[Quoted passage]
★ ★ ★

Importantly, Dr. Javle and his colleagues are concurrently collecting important information to understand how the tumor is responding on a molecular level to the novel therapies. This combination of concurrent molecular studies and novel study design was praised by the expert discussant at the meeting as an optimal model for future studies in pancreatic cancer.

Colon Cancer

Significant effort has been focused on new techniques to detect and prevent colon cancer. One recent advance was presented by K.P. Raj, M.D., on the role of polyamines in colon cancer development.

Previously animal studies suggest that very high levels of diet intake of polyamines can increase colon cancer, while decreasing polyamines can reduce colon cancer development. Polyamines come from two sources: they are synthesized in the body as well as ingested in the normal diet, with highest levels in orange juice, red meat, peas, corn and nuts, among others.

A large chemoprevention study of DFMO and sulindac had previously shown a 70% reduction in new precancerous lesions. In this study, 375 patients with prior precancerous lesions were randomized to DFMO/sulindac or placebo, with all patients obtaining normal screening colonoscopies. DFMO and sulindac inhibit new synthesis of polyamines in the body, among other potential mechanisms of actions. Dr. Raj analyzed the dietary intake of polyamines in patients on this study to determine the role for the dietary forms of polyamine in cancer formation.

These results demonstrated that patients who reported high dietary intake of polyamines had larger and more advanced colon polyps prior to starting the study. For patients with lower reported dietary intake of polyamine, treatment with DFMO and sulindac resulted in a 94% reduction in advanced cancers. In contrast, in patients with high dietary intake of polyamines, there was no benefit seen with the chemoprevention. Further studies are needed to understand this finding, but it suggests that in high-risk patients, chemoprevention may only be beneficial with appropriate dietary modifications. 

Collectively, these findings reiterate the active ongoing research in gastrointestinal malignancies, while highlighting areas where significant improvements are needed in our ability to detect, diagnosis and treat gastrointestinal cancers.

We often hear about progress in common tumors such as breast and colon cancer, but are making slower progress in many rare malignancies. There are many reasons for this discrepancy, including lower levels of research funding, less public awareness and, importantly, difficulties in finding enough patients with a given rare tumor to perform rigorous scientific studies.  

Adenocarcinomas of the small bowel are an excellent example of this, as there are only an estimated 2,000 cases a year compared to the 150,000 cases of colon cancer diagnosed per year. However, concerted efforts by Dr. Michael Overman in the Department of Gastrointestinal Medical Oncology and Dr. George Chang in the Department of Surgical Oncology at M. D. Anderson have resulted in a better understanding of the disease.

★ ★ ★

[Things to do]
• A. According to the gastrointestinal cancer report, how many patients with prior precancerous lesions were randomized in the DFMO and sulindac study?
• B. Pick up the gastrointestinal cancer report right after its last sentence and keep it going.

Data excerpts:
★ ★ ★

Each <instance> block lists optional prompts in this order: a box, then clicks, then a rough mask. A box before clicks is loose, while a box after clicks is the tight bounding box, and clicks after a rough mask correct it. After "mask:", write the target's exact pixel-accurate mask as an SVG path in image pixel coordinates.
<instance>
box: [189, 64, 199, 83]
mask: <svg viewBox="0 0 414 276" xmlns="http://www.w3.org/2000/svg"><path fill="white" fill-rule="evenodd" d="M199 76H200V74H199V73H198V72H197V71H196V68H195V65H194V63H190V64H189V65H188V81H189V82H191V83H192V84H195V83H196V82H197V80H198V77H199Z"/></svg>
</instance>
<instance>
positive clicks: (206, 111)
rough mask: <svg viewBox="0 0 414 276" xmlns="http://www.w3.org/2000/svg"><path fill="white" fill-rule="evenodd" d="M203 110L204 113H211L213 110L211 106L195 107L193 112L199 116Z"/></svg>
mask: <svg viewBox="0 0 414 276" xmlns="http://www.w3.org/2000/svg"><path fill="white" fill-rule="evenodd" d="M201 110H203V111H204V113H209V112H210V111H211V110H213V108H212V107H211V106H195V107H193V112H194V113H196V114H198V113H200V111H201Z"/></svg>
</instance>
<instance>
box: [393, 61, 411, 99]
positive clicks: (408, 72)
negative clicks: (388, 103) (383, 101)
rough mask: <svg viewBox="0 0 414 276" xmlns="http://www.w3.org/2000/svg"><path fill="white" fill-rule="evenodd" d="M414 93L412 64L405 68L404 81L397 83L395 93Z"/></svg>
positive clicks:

★ ★ ★

[Answers to the problems]
• A. 375 patients.

• B.
They reported (#4596) a better method to judge the risk of recurrence for patients who have their small bowel cancer resected. By analyzing outcomes of 1,991 patients with adenocarcinoma of the small bowel from a national database, they were able to distinguish patients at moderate risk (42%) and high risk (63%) of the cancer returning in five years. Similarly, if enough lymph nodes were taken at the time of surgery and analyzed, those patients with no cancer in the lymph nodes had excellent outcomes (only a 12% chance of recurrence). These results will be very informative in discussing the role of chemotherapy after surgical resection of localized small bowel adenocarcinoma.

Dr. Overman and colleagues recently reported one of the only modern trials of small bowel adenocarcinoma in the Journal of Clinical Oncology (J Clin Oncol. 2009 Jun 1;27(16):2598-603). Compared to older chemotherapies, this regimen resulted in the best reported outcome to date by using a combination of capecitabine, oxaliplatin and the anti-angiogenic agent bevacizumab. Future studies in this disease plan to evaluate antibodies to the epidermal growth factor receptor.  

An article written by Amy Marcus, a Pulitzer Prize winning reporter at The Wall Street Journal, which accompanies Dr. Overman's study gives one perspective on how to move forward (Journal of Clinical Oncology, Vol 27, No 16 (June 1), 2009: pp. 2575-2577). She suggests that the key component to moving research forward in rare malignancies is the existence of active patient advocacy for the disease. Indeed, she offers examples of how individual patients advocated for (and participated in) research of their rare tumors and the progress they are able to make.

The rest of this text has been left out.